## Extracto del documento
<<<<
Si el sistema empleado es la suma alzada pues se pagan en función de los
mayores costos consumidos, incluidos en los informes o reportes periódicos que
se presentan para valorizar los servicios. Los costos suelen ser directos e
indirectos en todo contrato. Costos directos son aquellos en los que incurre el
contratista para alcanzar el objeto del contrato a diferencia de los costos
indirectos o gastos generales que son aquellos que se derivan de su propia
actividad y que le permiten mantenerse en el mercado, razón por la que no
inciden en la consecución de la finalidad misma del trabajo.
Los
costos directos suelen expresarse en precios unitarios o tarifas aun en los
contratos a suma alzada pues de esa forma se llega al monto total que se
incorpora en la oferta del mismo modo que los costos indirectos, como no pueden
fijarse para un caso específico, suelen expresarse a través de un porcentaje
precisamente de los costos directos y que está concebido para contribuir al
sostenimiento y a la permanencia del postor en el giro mediante la distribución
a prorrata entre todos sus contratos de los gastos generales que ello exige.
>>>>
## Consigna 1
Responde a partir del fragmento sobre costos en los contratos:
(a) ¿Qué son los costos directos?
(b) ¿Cómo suelen expresarse los costos indirectos?
(c) ¿De qué forma suelen expresarse los costos directos?
## Consigna 2
Indica si cada afirmación concuerda con el fragmento sobre costos en los contratos y cita las palabras que lo deciden:
(a) Los costos indirectos inciden en la consecución de la finalidad del trabajo.
(b) En los contratos a suma alzada, los costos directos también suelen expresarse en precios unitarios o tarifas.
(c) Los gastos generales se distribuyen a prorrata entre todos los contratos del postor.
## Consigna 3
Continúa el fragmento sobre costos en los contratos a partir de su última oración.
El listado no interviene en nada de esto.

## Listado proporcionado
<<<<
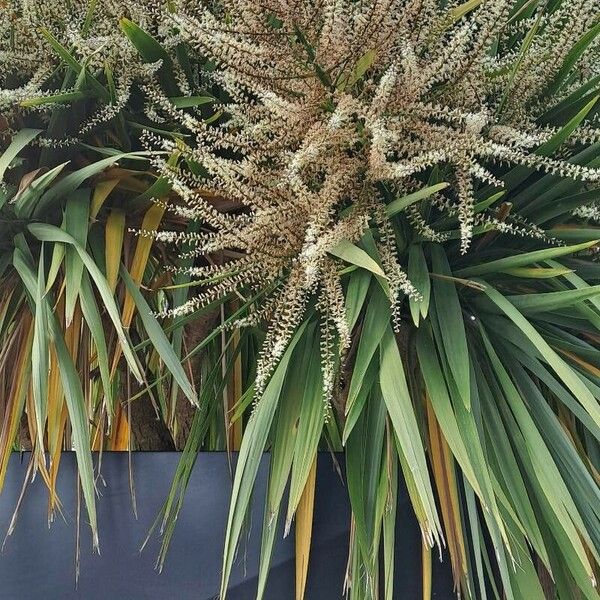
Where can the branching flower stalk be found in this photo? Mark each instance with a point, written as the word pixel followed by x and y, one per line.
pixel 336 107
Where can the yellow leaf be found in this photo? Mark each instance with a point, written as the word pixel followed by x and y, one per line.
pixel 115 229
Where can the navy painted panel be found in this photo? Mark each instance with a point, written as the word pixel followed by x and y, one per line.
pixel 38 562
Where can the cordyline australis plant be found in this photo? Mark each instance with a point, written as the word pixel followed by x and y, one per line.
pixel 395 204
pixel 412 189
pixel 82 356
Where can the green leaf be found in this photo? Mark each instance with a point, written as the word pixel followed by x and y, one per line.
pixel 249 458
pixel 50 233
pixel 40 363
pixel 18 142
pixel 402 415
pixel 418 273
pixel 190 101
pixel 536 272
pixel 310 427
pixel 522 260
pixel 561 368
pixel 363 64
pixel 548 301
pixel 92 317
pixel 159 339
pixel 356 256
pixel 74 180
pixel 377 318
pixel 398 205
pixel 74 397
pixel 26 200
pixel 448 311
pixel 356 295
pixel 77 214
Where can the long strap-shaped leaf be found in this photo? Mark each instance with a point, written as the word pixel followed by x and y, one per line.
pixel 73 395
pixel 562 369
pixel 159 339
pixel 402 414
pixel 50 233
pixel 253 445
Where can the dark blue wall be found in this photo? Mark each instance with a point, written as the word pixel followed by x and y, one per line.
pixel 38 563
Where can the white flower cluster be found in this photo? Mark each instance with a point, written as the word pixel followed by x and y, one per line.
pixel 331 100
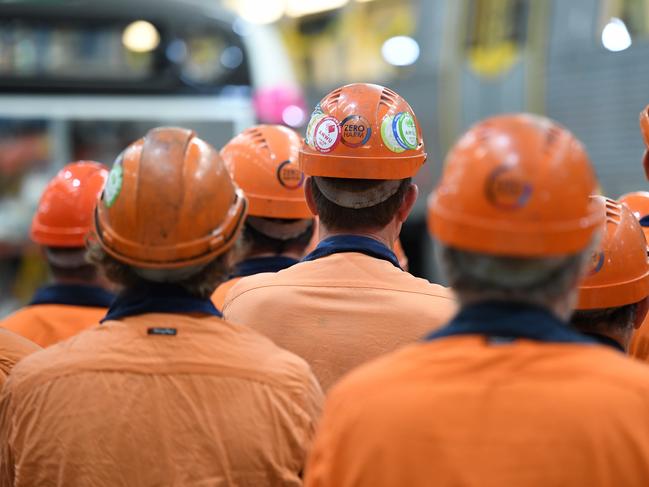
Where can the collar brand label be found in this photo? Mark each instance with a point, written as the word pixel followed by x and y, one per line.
pixel 162 331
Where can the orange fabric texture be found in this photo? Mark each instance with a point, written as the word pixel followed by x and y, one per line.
pixel 47 324
pixel 215 404
pixel 13 348
pixel 458 411
pixel 218 297
pixel 340 311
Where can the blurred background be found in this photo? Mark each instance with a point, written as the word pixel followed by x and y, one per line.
pixel 80 79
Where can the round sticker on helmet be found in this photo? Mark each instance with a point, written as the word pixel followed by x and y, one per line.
>>>>
## Respuesta 1
(a) Son aquellos en los que incurre el contratista para alcanzar el objeto del contrato.
(b) A través de un porcentaje de los costos directos.
(c) En precios unitarios o tarifas, aun en los contratos a suma alzada.

## Respuesta 2
(a) No: "no inciden en la consecución de la finalidad misma del trabajo".
(b) Sí: "suelen expresarse en precios unitarios o tarifas aun en los contratos a suma alzada".
(c) Sí: "la distribución a prorrata entre todos sus contratos de los gastos generales".

## Respuesta 3
Por
eso es común que en las ampliaciones de plazo o en los mayores costos que se
generan como consecuencia de la disrupción de algunas labores o de la
reiteración de ciertas tareas como la revisión de todos los planos de una
determinada actividad que el contratista que debe realizarlas se empecina en
presentar sin atender las repetidas observaciones del supervisor o
atendiéndolas de manera muy limitada, el equipo de supervisión debe
necesariamente repetir una y otra vez el mismo encargo, encareciendo el
servicio.
En
ese escenario recortar los presupuestos del supervisor para hacerlo uniforme y
compatible con los atrasos que reporta la ejecución de la obra es muy difícil
por la sencilla razón de que la misma cantidad de especialistas se requieren,
por ejemplo, para revisar cien planos que para revisar mil. Cuando esos cien
planos se presentan diez veces no puede tampoco disminuirse el número de
expertos pese a que la obra avanza a un ritmo demasiado lento. Se les recargan
las labores y se incrementan los costos elevándose el porcentaje de incidencia
del monto de la supervisión respecto del monto de la obra. Es inevitable.
El
reconocimiento económico por los mayores costos –entendido como el mayor costo
directo consumido en términos contractuales– incurridos en tales circunstancias
se retribuye en función de los precios unitarios o las tarifas que sirvieron de
base para definir el monto total. De no existir esa información se determina tratando
de determinarlos haciendo el cálculo inverso: dividiendo el monto total entre
cada uno de sus componentes para obtener una aproximación a esos precios
unitarios o tarifas sobre los que se ha construido la arquitectura para arribar
a la suma final por la que se suscribió el contrato.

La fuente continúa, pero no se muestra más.